Opdracht
Geef alle regels van de gegevens hieronder weer als genummerde lijst, zonder lege regels.
* * * * *
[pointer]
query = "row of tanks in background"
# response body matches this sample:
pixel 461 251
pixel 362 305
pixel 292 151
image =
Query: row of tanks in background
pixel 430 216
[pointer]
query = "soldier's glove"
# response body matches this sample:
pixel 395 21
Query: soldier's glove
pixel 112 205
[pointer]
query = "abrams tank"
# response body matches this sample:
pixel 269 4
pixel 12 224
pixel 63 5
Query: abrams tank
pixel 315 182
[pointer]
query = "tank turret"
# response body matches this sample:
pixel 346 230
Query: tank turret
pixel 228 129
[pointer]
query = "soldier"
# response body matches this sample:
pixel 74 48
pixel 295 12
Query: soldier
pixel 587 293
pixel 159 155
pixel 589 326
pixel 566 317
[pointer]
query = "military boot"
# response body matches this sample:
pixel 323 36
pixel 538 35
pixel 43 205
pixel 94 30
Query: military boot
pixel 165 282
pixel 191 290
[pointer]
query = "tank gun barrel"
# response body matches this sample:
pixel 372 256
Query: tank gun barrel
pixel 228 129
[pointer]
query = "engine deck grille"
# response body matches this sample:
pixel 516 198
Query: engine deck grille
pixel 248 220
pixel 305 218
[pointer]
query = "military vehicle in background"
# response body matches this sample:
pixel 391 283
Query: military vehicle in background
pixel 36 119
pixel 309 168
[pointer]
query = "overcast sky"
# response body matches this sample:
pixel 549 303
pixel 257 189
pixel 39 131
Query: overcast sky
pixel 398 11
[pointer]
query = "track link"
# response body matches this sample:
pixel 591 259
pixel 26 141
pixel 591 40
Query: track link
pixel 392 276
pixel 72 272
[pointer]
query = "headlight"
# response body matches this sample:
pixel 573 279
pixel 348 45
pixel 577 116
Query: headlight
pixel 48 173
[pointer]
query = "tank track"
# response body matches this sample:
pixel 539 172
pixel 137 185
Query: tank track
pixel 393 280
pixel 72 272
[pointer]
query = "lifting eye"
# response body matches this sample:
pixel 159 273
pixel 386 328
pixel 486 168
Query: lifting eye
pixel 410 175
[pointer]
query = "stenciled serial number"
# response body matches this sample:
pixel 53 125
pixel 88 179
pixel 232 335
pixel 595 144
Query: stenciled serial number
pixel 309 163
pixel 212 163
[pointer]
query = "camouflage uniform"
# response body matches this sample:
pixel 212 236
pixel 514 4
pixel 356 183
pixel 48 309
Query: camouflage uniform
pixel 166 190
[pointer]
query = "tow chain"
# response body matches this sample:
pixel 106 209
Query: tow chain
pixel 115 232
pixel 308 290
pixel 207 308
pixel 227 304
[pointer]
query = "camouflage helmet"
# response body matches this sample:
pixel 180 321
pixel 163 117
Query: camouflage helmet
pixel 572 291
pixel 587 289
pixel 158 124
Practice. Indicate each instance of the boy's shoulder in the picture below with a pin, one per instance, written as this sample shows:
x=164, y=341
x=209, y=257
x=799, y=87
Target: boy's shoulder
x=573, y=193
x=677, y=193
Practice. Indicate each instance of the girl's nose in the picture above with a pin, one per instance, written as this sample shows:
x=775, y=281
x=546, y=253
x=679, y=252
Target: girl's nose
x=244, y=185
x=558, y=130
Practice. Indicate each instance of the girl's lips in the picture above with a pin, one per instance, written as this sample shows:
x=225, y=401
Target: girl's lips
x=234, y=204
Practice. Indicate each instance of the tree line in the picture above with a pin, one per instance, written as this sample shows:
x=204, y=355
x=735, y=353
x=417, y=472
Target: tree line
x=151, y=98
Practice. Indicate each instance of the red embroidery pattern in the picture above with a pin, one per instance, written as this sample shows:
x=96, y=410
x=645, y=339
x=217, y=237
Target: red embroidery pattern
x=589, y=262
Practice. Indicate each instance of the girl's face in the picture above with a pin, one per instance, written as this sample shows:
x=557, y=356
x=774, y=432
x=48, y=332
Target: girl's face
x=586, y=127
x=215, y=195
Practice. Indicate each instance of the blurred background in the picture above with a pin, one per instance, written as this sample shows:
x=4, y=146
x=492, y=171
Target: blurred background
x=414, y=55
* * * * *
Resultaat
1. [pointer]
2. query = "row of tanks in background"
3. # response body matches this sample:
4. pixel 461 251
5. pixel 362 305
6. pixel 292 151
7. image =
8. Query: row of tanks in background
9. pixel 430 216
10. [pointer]
11. query = "soldier's glove"
12. # response body matches this sample:
13. pixel 395 21
14. Query: soldier's glove
15. pixel 112 205
16. [pointer]
17. query = "abrams tank"
18. # response body matches this sample:
19. pixel 269 4
20. pixel 12 224
21. pixel 63 5
22. Query: abrams tank
23. pixel 315 182
24. [pointer]
25. query = "tank turret"
26. # response body matches this sample:
27. pixel 346 230
28. Query: tank turret
29. pixel 228 129
30. [pointer]
31. query = "soldier"
32. # response body matches this sample:
33. pixel 74 48
34. pixel 295 12
35. Query: soldier
36. pixel 587 293
37. pixel 159 155
38. pixel 589 326
39. pixel 566 317
40. [pointer]
41. query = "military boot"
42. # response body matches this sample:
43. pixel 323 36
44. pixel 538 35
45. pixel 43 205
46. pixel 94 30
47. Query: military boot
48. pixel 165 282
49. pixel 191 290
50. [pointer]
51. query = "tank gun barrel"
52. # response body matches this sample:
53. pixel 372 256
54. Query: tank gun barrel
55. pixel 228 129
56. [pointer]
57. query = "engine deck grille"
58. # response body matches this sample:
59. pixel 516 198
60. Query: engine deck grille
61. pixel 248 220
62. pixel 305 218
63. [pointer]
64. query = "military vehicle in background"
65. # response body matches this sample:
66. pixel 391 283
67. Query: military vehicle in background
68. pixel 36 119
69. pixel 309 168
70. [pointer]
71. query = "overcast sky"
72. # response body matches this sample:
73. pixel 549 303
74. pixel 257 189
75. pixel 39 131
76. Query: overcast sky
77. pixel 398 11
78. [pointer]
79. query = "track link"
80. # response body matches this sample:
81. pixel 591 259
82. pixel 26 141
83. pixel 591 40
84. Query: track link
85. pixel 392 276
86. pixel 72 272
87. [pointer]
88. query = "headlight"
89. # response body matches this sample:
90. pixel 573 279
91. pixel 348 45
92. pixel 577 116
93. Query: headlight
94. pixel 48 173
95. [pointer]
96. query = "tank track"
97. # response body matches this sample:
98. pixel 539 172
99. pixel 137 185
100. Query: tank track
101. pixel 393 280
102. pixel 72 272
103. [pointer]
104. query = "lifting eye"
105. # response body matches this sample:
106. pixel 159 273
107. pixel 386 328
108. pixel 486 168
109. Query: lifting eye
110. pixel 410 175
111. [pointer]
112. query = "stenciled serial number"
113. # response body matches this sample:
114. pixel 53 125
115. pixel 88 179
116. pixel 232 335
117. pixel 595 144
118. Query: stenciled serial number
119. pixel 309 163
120. pixel 212 163
121. [pointer]
122. query = "camouflage uniform"
123. # response body matches this sample:
124. pixel 212 236
125. pixel 514 4
126. pixel 356 183
127. pixel 48 309
128. Query: camouflage uniform
129. pixel 166 190
130. [pointer]
131. query = "tow chain"
132. # response body matches this sample:
133. pixel 106 209
134. Query: tow chain
135. pixel 115 232
136. pixel 308 290
137. pixel 207 308
138. pixel 227 304
139. [pointer]
140. query = "camouflage helmet"
141. # response body matches this sample:
142. pixel 180 321
143. pixel 163 117
144. Query: camouflage helmet
145. pixel 572 291
146. pixel 587 289
147. pixel 158 124
148. Practice. Indicate each instance of the boy's shoulder in the picture below with a pin, one per instance, written as this sample shows:
149. x=164, y=341
150. x=209, y=257
151. x=799, y=87
152. Target: boy's shoulder
153. x=573, y=193
154. x=677, y=193
155. Practice. Indicate each instance of the girl's nose in the picture above with a pin, one per instance, written as this sample shows:
156. x=775, y=281
157. x=546, y=253
158. x=679, y=252
159. Target: girl's nose
160. x=244, y=185
161. x=558, y=130
162. Practice. Indicate each instance of the girl's lips in the picture above with a pin, one per instance, written as this sample shows:
163. x=225, y=401
164. Target: girl's lips
165. x=234, y=204
166. Practice. Indicate each instance of the tree line in the picture above with a pin, one per instance, written as this sample shows:
167. x=204, y=355
168. x=735, y=353
169. x=417, y=472
170. Target: tree line
171. x=151, y=98
172. Practice. Indicate each instance of the red embroidery pattern in the picture above with a pin, one per instance, written as this sample shows:
173. x=96, y=410
174. x=645, y=339
175. x=217, y=237
176. Target: red embroidery pattern
177. x=589, y=262
178. Practice. Indicate each instance of the girl's face in the picture above with a pin, one per instance, written as this sample shows:
179. x=557, y=356
180. x=774, y=432
181. x=48, y=332
182. Target: girl's face
183. x=586, y=127
184. x=215, y=195
185. Practice. Indicate each instance of the blurred background in the picture above with a pin, one per instance, written as this sample shows:
186. x=4, y=146
187. x=492, y=171
188. Target: blurred background
189. x=414, y=55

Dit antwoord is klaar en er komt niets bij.